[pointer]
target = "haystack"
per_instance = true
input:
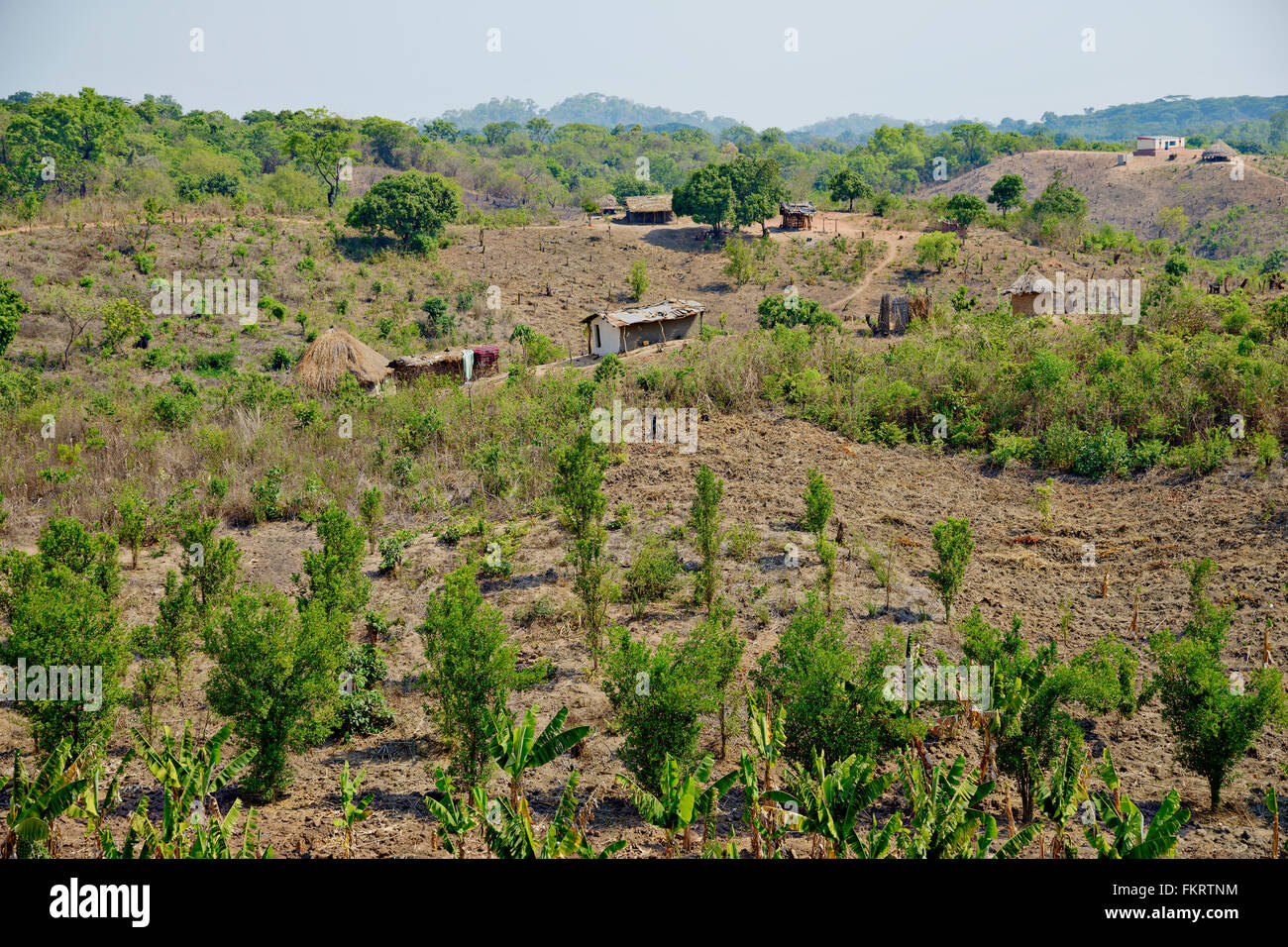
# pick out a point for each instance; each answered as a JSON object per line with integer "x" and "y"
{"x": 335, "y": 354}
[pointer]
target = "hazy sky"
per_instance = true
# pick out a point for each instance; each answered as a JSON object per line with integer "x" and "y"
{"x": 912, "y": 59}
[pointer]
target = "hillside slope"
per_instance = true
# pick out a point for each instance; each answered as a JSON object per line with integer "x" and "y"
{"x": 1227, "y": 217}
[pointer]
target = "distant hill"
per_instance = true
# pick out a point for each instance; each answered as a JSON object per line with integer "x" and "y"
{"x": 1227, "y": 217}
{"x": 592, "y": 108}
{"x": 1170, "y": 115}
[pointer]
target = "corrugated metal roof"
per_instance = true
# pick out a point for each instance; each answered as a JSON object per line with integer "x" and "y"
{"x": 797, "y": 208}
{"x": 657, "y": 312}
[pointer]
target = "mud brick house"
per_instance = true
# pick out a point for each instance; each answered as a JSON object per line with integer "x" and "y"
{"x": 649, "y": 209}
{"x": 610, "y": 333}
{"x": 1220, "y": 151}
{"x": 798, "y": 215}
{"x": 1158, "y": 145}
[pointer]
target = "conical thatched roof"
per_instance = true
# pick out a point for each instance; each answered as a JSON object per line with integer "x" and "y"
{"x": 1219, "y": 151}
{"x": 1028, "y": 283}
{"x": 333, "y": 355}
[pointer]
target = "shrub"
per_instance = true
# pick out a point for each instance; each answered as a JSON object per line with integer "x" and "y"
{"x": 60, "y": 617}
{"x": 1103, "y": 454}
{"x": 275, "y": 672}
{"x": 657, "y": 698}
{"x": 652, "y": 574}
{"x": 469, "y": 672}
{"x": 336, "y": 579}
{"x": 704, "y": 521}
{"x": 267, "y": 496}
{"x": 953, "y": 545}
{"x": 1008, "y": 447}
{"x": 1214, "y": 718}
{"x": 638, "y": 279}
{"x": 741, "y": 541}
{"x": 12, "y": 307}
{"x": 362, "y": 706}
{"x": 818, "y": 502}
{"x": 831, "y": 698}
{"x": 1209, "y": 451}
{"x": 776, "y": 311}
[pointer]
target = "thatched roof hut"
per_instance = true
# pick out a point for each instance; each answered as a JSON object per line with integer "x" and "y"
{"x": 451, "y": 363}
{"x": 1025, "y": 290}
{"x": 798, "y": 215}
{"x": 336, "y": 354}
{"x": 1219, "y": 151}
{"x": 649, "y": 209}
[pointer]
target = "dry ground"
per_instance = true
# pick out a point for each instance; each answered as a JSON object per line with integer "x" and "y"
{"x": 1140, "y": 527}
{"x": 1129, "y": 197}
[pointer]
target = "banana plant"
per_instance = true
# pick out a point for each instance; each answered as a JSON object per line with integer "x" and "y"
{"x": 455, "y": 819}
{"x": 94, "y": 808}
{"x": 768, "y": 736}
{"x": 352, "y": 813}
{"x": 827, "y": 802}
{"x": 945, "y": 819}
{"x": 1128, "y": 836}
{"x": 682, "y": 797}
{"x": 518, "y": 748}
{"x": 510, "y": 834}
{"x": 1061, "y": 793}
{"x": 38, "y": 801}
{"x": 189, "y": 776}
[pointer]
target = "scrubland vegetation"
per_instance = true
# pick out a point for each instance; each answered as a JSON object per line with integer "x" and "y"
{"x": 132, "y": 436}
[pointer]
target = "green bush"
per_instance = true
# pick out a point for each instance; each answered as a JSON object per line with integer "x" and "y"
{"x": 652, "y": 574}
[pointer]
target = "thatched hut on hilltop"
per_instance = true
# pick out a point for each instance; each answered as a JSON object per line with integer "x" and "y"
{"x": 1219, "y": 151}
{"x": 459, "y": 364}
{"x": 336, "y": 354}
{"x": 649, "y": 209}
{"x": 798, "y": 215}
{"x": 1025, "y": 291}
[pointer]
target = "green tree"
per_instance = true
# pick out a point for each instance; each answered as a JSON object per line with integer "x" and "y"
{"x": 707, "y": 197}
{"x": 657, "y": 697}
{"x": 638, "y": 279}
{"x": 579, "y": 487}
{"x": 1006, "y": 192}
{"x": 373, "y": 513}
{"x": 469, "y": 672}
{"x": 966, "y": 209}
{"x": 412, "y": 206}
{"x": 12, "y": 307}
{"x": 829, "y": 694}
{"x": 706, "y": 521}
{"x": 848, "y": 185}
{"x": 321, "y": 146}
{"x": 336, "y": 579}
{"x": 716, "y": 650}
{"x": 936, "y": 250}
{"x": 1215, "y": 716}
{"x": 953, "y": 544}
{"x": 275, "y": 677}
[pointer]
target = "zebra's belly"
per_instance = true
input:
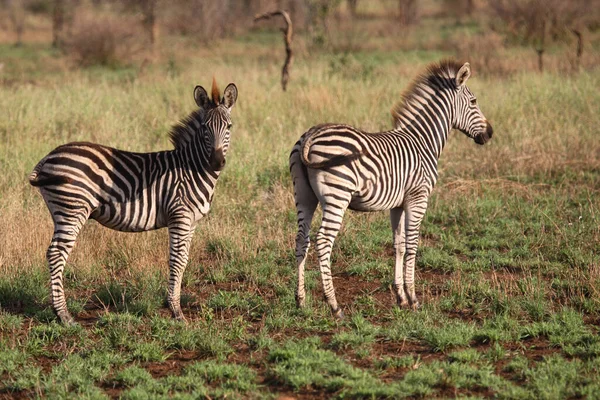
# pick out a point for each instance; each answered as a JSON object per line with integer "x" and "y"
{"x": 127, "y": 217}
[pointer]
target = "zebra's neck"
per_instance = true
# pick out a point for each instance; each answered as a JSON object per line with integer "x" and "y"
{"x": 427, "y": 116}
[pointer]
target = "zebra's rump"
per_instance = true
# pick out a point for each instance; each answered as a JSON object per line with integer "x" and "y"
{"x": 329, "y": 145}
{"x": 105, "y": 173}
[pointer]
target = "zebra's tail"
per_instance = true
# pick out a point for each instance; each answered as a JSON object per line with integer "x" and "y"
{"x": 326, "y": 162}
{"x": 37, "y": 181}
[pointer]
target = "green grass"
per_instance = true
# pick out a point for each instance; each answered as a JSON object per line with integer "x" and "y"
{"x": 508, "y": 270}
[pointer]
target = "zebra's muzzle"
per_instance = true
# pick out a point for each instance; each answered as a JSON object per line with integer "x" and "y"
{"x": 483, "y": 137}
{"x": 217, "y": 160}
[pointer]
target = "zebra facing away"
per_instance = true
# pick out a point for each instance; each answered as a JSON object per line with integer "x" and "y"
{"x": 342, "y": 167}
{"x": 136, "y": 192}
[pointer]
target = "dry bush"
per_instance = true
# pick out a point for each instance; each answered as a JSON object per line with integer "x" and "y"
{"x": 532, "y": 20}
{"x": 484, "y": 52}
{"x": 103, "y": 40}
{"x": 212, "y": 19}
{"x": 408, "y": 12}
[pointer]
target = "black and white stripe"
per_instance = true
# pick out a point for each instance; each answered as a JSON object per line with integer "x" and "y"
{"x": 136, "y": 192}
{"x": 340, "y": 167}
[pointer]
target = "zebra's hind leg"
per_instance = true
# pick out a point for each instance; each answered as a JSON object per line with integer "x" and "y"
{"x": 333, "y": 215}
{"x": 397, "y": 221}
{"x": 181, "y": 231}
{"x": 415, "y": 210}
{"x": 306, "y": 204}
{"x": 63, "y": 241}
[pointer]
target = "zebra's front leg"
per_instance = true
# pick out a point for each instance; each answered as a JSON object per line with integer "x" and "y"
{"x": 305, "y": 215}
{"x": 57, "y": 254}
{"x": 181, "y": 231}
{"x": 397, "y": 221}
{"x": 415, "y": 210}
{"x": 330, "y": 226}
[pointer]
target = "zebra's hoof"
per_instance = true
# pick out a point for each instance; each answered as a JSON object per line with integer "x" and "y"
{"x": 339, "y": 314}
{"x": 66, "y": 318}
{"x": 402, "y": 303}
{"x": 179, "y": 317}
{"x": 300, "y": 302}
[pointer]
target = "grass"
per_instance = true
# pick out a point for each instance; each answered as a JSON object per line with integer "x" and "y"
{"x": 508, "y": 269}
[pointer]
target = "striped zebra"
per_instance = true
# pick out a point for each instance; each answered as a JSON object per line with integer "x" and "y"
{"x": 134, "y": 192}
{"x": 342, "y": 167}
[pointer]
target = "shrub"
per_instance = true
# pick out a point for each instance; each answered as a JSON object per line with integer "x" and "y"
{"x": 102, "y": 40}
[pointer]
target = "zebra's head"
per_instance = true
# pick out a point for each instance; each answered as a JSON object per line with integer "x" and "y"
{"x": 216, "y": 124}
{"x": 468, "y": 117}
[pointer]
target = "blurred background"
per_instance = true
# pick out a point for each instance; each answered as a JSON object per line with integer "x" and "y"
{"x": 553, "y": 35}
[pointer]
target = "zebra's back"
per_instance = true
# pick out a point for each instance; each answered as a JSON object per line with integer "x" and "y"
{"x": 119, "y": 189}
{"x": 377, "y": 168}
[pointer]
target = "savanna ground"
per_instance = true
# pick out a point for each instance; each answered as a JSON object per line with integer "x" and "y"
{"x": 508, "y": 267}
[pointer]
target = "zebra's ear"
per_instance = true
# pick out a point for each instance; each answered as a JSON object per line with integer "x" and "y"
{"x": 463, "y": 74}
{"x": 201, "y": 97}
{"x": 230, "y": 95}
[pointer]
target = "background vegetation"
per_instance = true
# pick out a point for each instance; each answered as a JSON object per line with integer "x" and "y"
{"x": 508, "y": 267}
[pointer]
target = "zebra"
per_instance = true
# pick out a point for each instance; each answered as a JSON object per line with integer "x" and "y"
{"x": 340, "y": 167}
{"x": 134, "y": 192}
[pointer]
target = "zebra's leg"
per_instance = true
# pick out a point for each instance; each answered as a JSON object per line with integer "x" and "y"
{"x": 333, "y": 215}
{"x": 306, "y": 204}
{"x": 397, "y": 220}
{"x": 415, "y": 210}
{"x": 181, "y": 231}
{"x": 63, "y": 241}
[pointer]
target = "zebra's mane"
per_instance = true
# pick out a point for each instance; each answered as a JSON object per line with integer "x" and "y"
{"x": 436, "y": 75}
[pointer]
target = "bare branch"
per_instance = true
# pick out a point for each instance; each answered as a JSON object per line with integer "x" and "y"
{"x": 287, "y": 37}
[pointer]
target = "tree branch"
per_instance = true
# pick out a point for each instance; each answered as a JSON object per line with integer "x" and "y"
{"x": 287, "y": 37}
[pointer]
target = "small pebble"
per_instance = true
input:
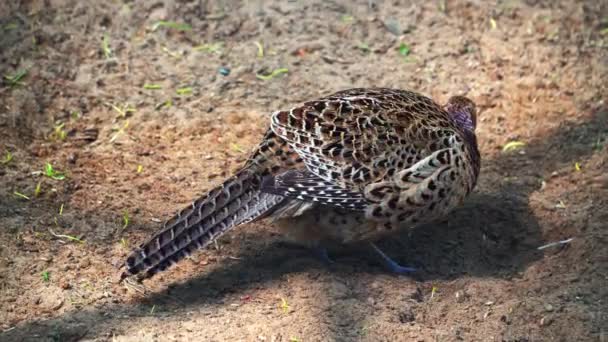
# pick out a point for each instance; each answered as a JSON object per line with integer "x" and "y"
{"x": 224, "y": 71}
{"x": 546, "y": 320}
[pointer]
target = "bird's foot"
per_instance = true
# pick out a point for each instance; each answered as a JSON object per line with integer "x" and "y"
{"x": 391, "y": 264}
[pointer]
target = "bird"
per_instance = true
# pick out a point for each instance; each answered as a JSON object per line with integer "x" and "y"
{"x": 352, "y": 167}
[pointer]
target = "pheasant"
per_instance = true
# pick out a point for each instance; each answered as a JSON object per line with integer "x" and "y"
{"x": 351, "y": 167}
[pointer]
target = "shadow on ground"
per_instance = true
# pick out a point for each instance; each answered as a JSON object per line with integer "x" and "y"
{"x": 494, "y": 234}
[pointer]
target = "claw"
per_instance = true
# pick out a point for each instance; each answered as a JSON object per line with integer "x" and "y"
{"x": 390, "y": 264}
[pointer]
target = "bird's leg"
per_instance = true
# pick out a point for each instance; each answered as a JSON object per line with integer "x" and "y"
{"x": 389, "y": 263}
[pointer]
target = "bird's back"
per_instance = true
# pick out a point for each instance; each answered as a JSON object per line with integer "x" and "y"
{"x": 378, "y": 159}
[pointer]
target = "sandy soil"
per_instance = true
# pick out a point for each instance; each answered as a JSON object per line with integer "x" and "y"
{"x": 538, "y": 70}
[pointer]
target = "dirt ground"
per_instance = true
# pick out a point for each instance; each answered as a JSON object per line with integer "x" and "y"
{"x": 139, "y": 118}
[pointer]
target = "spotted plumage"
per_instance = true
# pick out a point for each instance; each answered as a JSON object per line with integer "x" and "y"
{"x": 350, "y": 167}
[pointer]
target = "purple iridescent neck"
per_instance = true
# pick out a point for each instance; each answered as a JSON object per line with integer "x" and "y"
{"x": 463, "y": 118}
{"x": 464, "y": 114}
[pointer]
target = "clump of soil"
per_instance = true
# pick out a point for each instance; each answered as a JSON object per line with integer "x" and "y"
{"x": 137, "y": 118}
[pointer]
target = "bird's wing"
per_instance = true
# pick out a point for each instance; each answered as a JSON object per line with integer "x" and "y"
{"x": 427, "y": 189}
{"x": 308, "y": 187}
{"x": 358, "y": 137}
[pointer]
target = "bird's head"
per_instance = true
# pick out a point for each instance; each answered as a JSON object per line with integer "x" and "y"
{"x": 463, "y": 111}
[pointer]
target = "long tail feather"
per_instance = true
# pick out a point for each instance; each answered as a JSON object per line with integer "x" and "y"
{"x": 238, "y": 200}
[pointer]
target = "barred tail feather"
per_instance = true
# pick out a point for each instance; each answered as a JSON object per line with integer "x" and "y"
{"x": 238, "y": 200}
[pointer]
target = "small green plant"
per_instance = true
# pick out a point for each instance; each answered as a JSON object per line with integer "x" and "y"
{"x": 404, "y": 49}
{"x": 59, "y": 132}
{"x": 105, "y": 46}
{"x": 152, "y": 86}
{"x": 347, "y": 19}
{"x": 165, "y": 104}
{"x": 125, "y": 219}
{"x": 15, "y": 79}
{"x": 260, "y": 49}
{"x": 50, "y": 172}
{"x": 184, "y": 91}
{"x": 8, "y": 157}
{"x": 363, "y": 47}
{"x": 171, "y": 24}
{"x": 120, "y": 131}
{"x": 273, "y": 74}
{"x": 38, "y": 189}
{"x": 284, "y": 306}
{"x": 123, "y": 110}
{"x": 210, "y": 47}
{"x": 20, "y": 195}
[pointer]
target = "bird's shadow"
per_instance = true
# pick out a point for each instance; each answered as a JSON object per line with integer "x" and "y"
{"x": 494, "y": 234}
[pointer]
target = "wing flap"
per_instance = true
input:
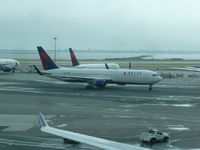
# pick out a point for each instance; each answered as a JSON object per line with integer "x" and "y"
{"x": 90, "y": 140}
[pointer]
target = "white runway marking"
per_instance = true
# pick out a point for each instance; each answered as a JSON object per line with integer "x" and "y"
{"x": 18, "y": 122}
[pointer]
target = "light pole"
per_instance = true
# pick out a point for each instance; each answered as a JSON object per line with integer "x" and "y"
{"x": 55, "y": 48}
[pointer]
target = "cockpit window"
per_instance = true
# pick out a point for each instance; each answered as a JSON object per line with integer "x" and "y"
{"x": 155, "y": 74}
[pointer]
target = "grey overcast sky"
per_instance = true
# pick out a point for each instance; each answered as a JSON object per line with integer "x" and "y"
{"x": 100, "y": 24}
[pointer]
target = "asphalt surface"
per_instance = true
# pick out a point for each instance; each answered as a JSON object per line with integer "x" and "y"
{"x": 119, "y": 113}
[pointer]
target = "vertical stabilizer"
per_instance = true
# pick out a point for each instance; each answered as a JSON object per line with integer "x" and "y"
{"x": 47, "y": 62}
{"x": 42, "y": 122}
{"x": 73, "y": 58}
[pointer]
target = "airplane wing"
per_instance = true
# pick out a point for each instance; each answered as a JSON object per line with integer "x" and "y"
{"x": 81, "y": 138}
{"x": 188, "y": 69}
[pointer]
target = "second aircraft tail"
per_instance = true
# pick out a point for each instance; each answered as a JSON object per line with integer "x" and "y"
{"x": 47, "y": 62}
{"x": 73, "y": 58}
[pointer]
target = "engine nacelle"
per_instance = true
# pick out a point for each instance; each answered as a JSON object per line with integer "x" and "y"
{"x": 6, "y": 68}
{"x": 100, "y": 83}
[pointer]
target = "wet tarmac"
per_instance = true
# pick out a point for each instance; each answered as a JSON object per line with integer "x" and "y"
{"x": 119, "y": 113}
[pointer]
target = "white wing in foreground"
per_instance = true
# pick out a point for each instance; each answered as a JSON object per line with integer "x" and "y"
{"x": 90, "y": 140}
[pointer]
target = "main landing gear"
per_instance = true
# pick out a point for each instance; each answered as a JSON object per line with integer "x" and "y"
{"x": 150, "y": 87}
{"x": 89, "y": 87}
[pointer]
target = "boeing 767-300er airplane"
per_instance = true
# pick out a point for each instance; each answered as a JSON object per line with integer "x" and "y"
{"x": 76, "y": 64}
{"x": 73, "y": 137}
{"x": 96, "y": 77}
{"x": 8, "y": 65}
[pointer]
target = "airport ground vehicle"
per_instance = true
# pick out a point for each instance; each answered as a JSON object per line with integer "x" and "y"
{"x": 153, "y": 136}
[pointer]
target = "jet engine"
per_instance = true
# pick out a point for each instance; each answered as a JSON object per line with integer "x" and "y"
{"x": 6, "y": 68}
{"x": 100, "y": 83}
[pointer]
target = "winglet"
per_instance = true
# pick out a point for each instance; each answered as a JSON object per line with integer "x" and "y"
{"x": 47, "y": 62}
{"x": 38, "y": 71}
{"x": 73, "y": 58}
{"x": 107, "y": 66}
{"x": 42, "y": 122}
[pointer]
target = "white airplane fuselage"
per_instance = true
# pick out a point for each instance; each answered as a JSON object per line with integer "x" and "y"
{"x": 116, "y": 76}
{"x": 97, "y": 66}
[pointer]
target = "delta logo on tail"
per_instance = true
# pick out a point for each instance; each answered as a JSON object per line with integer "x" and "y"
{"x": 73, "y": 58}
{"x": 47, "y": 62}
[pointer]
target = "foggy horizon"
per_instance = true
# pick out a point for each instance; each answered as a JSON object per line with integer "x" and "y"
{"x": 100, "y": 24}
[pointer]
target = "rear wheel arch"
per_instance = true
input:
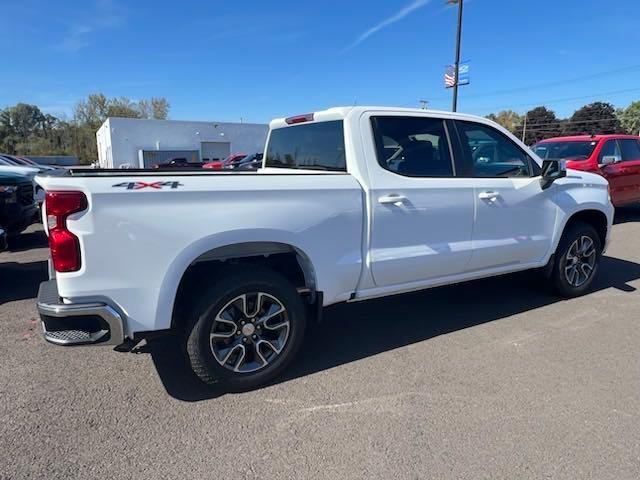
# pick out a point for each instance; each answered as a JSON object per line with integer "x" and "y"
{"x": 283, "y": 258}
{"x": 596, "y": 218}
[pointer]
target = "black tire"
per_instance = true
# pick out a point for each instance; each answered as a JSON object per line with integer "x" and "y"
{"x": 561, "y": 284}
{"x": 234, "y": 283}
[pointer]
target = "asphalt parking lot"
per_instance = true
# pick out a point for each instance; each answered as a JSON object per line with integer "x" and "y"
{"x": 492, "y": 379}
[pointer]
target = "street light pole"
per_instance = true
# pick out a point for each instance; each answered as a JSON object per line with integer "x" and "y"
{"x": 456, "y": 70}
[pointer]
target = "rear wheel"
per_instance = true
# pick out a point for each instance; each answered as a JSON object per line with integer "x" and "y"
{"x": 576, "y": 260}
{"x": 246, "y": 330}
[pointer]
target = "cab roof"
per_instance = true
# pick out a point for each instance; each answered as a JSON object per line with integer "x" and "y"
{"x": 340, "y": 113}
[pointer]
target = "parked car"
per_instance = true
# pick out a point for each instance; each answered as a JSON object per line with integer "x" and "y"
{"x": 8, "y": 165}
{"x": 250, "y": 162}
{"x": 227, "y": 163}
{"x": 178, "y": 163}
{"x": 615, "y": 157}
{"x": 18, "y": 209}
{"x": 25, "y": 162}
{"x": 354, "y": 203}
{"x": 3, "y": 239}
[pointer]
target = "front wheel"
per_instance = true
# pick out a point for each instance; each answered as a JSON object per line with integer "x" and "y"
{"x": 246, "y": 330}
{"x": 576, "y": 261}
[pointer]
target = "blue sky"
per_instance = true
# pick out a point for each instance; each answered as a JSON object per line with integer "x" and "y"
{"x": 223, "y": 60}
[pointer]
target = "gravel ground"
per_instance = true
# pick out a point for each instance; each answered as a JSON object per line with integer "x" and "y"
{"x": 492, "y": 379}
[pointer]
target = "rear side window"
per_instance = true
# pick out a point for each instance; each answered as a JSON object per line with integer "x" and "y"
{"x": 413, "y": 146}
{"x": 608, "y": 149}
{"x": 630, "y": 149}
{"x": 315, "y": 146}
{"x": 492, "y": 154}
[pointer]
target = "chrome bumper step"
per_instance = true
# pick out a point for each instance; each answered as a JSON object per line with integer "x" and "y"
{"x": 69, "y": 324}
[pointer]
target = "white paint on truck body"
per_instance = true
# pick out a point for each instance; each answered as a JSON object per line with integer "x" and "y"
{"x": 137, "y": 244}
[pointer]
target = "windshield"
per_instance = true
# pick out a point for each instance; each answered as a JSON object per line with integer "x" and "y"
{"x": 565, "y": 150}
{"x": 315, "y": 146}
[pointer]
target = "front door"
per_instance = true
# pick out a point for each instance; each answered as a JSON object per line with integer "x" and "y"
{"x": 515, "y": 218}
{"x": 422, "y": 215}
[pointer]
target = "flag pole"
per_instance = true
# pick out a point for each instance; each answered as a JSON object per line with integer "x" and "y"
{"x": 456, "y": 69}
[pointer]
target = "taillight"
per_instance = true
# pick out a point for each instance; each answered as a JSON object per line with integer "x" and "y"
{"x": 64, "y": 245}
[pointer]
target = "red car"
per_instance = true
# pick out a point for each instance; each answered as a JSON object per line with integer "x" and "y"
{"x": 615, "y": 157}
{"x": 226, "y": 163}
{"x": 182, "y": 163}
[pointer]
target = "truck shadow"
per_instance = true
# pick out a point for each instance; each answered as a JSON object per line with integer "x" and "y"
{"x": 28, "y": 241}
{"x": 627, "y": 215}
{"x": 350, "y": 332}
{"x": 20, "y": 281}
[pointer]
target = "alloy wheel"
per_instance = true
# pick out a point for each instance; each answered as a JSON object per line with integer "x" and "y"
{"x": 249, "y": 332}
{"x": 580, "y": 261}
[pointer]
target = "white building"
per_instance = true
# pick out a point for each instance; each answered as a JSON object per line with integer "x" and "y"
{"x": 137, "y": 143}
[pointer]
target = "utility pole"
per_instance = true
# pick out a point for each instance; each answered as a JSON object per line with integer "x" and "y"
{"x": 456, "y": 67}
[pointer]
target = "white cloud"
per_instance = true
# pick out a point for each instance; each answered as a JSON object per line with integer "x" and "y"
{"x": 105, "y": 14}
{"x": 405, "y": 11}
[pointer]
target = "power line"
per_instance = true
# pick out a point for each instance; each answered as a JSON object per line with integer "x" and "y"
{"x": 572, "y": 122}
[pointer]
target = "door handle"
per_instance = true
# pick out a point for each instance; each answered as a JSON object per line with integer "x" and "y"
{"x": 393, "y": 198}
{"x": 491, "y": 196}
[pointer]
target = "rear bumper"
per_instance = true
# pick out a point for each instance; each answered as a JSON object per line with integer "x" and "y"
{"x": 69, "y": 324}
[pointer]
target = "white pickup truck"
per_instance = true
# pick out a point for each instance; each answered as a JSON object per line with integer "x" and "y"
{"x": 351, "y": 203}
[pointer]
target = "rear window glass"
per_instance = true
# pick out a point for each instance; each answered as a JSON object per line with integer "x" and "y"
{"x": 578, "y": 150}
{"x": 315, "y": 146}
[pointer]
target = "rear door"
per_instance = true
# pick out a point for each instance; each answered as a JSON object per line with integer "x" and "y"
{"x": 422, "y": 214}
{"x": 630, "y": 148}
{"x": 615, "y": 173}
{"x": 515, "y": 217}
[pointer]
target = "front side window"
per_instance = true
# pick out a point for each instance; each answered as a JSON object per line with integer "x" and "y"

Polecenie do wykonania: Odszukaj w rekordach wszystkie wiersze, w których występuje słowo „white”, i przepisz każdy z nich.

Odpowiedź:
target = "black and white stripe"
target = "white runway marking"
target = "white wing in foreground"
target = "white airplane fuselage"
target = "white paint on truck body"
target = "white building"
target = "white cloud"
target = "white pickup truck"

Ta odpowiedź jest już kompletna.